Text =
-- BEGIN --

Miami, Florida (PRWEB) September 21, 2011
In today’s economy, creating cities that people want to call home matters more than ever. Increasingly, talent groups vital to restarting local economies now choose a place to live first and then look for a job once they get there. Corporations and small businesses consider the city itself as a key deciding factor in where they will operate. Recruiters need to market the place a potential employee will live as well as the job. Real estate agents are having to sell places as well as homes. Many experts see placemaking as the next big idea in rebuilding economies one city at a time.
Dr. Katherine Loflin, a leading authority and national expert on creating next generation cities, is launching the first radio show to discuss these emerging issues. Originating in Miami, FL the show will run live every Thursday at 11am (eastern) on 880AM in Miami and online around the globe at http://www.880thebiz.com. Free podcasts will be available from iTunes. The show is sponsored by the John S. and James L. Knight Foundation in Miami, FL and Johnson C. Smith University in Charlotte, NC.
Dr. Loflin’s first guest will be Mr. Fred Kent. Mr. Kent, founder and president of Project for Public Spaces, is an international authority on revitalizing city spaces and one of the foremost thinkers in placemaking, livability, smart growth and the future of the city.
Placemaking is the science of creating communities that are not only considered liveable, but also loveable. Dr. Loflin serves as lead project consultant and national content expert on the Knight Soul of the Community survey, which for the first time investigated what attaches people to their community and the impact on the city’s bottom line in 2008-2010 across 26 U.S. communities. In partnership with Gallup, results show that where more residents felt attached to their city, the better the local GDP growth. Additionally, Gallup found that across all communities, the same characteristics mattered most in attaching people to place: social offerings, aesthetics and openness. These are groundbreaking findings that resonated with many sectors interested in building next generation cities that are economically successful, talent magnets and destinations where people want to come to live, work and play.

-- END --

Work instructions =
1 - Reproduce the placemaking press release from "Dr. Loflin’s first" up to and including "of the city.".
2 - Please write the next part of the placemaking press release, picking up after its final sentence.
The lines that come next aren't needed for anything here.

Extracted entries =

-- BEGIN --

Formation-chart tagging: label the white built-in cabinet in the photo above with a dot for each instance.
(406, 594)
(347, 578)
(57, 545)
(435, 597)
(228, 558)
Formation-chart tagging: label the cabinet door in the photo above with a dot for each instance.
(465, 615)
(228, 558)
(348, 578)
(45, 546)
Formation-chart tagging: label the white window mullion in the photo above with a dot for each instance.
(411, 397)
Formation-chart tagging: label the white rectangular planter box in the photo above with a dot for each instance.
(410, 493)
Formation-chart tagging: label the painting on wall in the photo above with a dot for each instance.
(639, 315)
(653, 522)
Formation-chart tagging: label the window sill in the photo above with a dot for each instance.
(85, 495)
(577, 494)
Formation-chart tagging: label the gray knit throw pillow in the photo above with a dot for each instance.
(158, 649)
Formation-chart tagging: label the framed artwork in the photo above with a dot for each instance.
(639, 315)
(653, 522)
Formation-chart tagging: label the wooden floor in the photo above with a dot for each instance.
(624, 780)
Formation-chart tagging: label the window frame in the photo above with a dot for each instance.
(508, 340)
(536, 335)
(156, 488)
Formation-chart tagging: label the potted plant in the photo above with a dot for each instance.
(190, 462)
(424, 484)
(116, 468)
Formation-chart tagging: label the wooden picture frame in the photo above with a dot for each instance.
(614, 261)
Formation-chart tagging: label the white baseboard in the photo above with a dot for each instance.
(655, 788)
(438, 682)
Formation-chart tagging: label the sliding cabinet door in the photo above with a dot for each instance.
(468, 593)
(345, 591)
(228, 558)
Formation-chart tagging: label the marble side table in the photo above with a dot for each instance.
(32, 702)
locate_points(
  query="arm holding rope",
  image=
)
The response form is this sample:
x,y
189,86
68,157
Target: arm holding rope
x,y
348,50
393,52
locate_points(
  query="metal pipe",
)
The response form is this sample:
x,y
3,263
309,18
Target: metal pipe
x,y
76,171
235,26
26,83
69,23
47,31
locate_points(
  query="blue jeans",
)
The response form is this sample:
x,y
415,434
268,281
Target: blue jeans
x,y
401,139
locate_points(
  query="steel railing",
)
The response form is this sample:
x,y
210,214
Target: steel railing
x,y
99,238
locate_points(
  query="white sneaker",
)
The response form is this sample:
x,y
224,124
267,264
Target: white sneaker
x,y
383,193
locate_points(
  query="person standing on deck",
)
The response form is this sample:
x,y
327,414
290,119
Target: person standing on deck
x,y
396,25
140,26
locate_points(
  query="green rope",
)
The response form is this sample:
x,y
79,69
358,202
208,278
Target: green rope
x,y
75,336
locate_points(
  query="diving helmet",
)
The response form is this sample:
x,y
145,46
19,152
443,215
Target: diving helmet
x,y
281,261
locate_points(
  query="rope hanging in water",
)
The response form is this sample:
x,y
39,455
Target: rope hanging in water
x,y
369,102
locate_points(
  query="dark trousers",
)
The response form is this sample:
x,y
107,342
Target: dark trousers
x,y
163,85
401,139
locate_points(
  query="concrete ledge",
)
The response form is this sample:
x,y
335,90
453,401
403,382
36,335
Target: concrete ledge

-- END --

Results in order =
1 -
Dr. Loflin’s first guest will be Mr. Fred Kent. Mr. Kent, founder and president of Project for Public Spaces, is an international authority on revitalizing city spaces and one of the foremost thinkers in placemaking, livability, smart growth and the future of the city.

2 -
About Dr. Katherine Loflin:
Dr. Loflin is the lead project consultant and expert on the Knight Soul of the Community project across 26 communities over the past four years. Since the release of the study, Dr. Loflin has become an in-demand consultant, advising politicians, planners, foundations and community leaders who are trying to improve their communities, using this model of visioning cities first as places. Through this project, she has quoted widely in the press including Wall Street Journal, USA Today, Winnipeg Free Press, Crain’s Detroit Business, Miami Herald and LA Times.
Previously, she served as Program Director of the John S. and James L. Knight Foundation where she was responsible for helping to guide the foundation’s charitable investment of millions of dollars annually. She was also the first social worker placed in a local television newsroom to participate in the news production process and also served as Executive Director for two nonprofit organizations in her home state of North Carolina.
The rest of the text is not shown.